What the task requires:
Count the lines in the records below that contain the string "courtyard", treating uppercase and lowercase as different. Reply with the number only.

□ □ □

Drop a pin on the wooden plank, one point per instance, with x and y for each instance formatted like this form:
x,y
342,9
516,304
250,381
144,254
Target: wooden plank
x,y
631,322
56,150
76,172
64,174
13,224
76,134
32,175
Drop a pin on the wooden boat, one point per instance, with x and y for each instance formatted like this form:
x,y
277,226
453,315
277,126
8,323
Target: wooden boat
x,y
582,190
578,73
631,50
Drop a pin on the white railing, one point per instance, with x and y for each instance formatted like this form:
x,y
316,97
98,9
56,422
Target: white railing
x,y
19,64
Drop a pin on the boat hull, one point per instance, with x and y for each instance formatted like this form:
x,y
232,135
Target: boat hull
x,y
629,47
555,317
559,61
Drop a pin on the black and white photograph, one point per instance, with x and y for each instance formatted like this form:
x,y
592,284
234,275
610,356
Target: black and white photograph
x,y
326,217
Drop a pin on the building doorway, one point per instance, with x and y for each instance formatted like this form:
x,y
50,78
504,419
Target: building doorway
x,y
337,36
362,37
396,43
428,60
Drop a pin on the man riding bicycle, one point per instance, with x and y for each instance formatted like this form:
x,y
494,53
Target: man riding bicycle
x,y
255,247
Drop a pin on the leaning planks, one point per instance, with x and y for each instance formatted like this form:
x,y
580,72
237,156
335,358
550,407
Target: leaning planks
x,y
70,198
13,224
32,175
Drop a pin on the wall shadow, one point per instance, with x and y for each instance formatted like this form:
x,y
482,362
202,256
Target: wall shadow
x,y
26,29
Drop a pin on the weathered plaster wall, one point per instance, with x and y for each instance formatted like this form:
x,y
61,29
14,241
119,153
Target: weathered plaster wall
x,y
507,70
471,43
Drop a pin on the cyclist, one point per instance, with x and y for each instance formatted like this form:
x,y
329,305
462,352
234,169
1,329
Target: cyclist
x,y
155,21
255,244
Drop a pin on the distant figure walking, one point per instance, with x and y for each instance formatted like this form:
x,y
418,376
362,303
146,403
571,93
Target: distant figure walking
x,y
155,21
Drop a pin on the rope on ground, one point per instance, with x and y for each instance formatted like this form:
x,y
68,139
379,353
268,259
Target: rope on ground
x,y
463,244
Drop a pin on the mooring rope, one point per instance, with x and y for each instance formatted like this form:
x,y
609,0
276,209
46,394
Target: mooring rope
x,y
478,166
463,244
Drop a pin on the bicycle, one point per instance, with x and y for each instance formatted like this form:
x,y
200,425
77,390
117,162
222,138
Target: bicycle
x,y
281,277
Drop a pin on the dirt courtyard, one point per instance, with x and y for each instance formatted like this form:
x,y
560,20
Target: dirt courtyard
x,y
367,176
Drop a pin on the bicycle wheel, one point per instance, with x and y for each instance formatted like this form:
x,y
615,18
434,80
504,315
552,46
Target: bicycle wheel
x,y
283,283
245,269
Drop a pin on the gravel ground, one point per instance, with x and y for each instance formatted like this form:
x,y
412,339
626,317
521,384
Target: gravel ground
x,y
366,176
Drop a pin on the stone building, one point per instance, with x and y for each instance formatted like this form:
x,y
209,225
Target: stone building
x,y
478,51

□ □ □

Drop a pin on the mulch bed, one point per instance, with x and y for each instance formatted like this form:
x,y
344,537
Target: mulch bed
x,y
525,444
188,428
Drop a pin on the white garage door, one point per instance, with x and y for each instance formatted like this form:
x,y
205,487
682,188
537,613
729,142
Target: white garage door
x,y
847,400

□ □ □

Full response:
2